Referring expression data
::::::::::

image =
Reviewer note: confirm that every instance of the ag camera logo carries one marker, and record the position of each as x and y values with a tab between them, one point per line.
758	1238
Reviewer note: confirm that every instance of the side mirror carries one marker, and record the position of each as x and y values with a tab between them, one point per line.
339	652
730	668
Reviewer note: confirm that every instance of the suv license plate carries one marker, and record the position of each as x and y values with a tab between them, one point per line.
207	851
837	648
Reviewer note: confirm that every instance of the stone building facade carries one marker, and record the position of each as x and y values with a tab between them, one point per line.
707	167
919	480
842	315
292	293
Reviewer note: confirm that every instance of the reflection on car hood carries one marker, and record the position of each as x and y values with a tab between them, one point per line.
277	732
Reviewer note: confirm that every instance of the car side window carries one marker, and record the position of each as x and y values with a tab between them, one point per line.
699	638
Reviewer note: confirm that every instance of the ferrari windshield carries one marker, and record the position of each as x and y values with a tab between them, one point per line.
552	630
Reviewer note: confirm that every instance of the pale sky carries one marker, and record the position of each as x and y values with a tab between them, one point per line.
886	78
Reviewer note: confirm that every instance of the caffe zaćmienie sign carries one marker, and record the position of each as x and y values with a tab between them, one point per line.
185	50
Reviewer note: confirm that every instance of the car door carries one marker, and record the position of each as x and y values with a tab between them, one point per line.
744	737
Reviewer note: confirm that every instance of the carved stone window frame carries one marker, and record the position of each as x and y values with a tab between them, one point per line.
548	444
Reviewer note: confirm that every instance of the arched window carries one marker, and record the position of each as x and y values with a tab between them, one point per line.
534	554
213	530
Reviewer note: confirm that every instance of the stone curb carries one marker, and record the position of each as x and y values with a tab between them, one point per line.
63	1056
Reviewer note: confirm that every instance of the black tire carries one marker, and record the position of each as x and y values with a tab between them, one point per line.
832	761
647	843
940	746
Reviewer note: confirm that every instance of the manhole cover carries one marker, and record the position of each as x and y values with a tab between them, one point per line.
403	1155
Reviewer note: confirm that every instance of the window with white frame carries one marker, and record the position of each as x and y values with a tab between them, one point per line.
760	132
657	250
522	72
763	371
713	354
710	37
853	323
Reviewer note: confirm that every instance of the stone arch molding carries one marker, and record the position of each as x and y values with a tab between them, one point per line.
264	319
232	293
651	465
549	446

::::::::::

§ **WHAT THE TASK ASKS**
Every record listed above needs to be written out again exactly.

§ **YOUR SOLUTION**
image =
Reviewer note: confirm that every instance of the ag camera logo carries one marker, and record the position of each as x and y values with a tab between them, one point per line.
758	1238
Reviewer note: confirm that every instance of the side mirror carries one marker, and record the position of each as x and y values with a tab between them, one point per line.
339	652
730	668
Reviewer note: confirm that every instance of the suv license plate carries one marker, and record the position of each as x and y values with a tab between them, one point per line.
207	851
837	648
Reviewer note: confirm that every instance of the stone building facade carries one marker, and record the position of each as x and y values with a tab between them, one point per line.
707	167
919	480
842	315
292	293
Reviewer note: confirm that every instance of the reflection on car hood carries one marker, and record the position of each as x and y values with a tab between them, one point per line.
277	732
Reviewer note: confirm that every instance of the car side window carries one marker, and record the position of each as x and y values with a tab between them, one point per line.
699	638
Reviewer note: confirm that every instance of the ferrari windshield carries one marker, and record the position of each as x and y values with a tab between them, one point per line.
552	630
Reviewer note: confirm that every instance of the pale sky carries one marker, and record the position of each as x and y values with a tab between them, one point per line.
886	78
Reviewer note: confirm that every instance of the caffe zaćmienie sign carries one marker, and record the position of each as x and y values with a tab between them, one point per line.
185	50
Reviewer note: confirm that every instance of the car door carries one marker, and record the position of each as x and y values with a tab between them, one point per line.
744	737
Reviewer note: confirm that every instance of the carved stone window frame carries one marker, and record the position of each as x and y values with a tab between them, one point per line.
548	444
Reviewer note: confirm that every instance of the arched window carries one marker, and record the position of each as x and y values with a tab between them, one point per line.
534	554
213	530
Reviewer note: confirm that every instance of the stone curb carries one marker, and record the position of each as x and y values with a tab between them, one point per line.
63	1056
Reviewer note: confirm that every instance of the black tire carries one marker, and record the position of each as x and y values with a tab between them, one point per line.
832	761
647	843
940	746
Reviewer note: confirm that every instance of the manhole cover carries one marker, and record the position of each as x and y values with a tab between them, one point per line.
403	1155
Reviewer note: confirm that every instance of the window with white frame carries one marker, and record the position of each as x and y values with a tab between them, one point per line.
760	132
657	250
522	72
763	371
713	354
710	37
853	323
Reviewer note: confirm that every instance of the stone arch molding carries one marker, and record the position of each as x and y values with a tab between them, one point per line.
264	319
232	293
651	465
549	446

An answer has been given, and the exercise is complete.